→ Exercise data:
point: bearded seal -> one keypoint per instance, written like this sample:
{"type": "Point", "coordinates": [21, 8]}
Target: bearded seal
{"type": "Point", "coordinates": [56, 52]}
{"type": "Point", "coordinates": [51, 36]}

→ What to produce:
Output every one of the records above again, unchanged and line for line.

→ Written answer:
point: bearded seal -> one keypoint per instance, written like this sample:
{"type": "Point", "coordinates": [21, 8]}
Target: bearded seal
{"type": "Point", "coordinates": [56, 52]}
{"type": "Point", "coordinates": [51, 36]}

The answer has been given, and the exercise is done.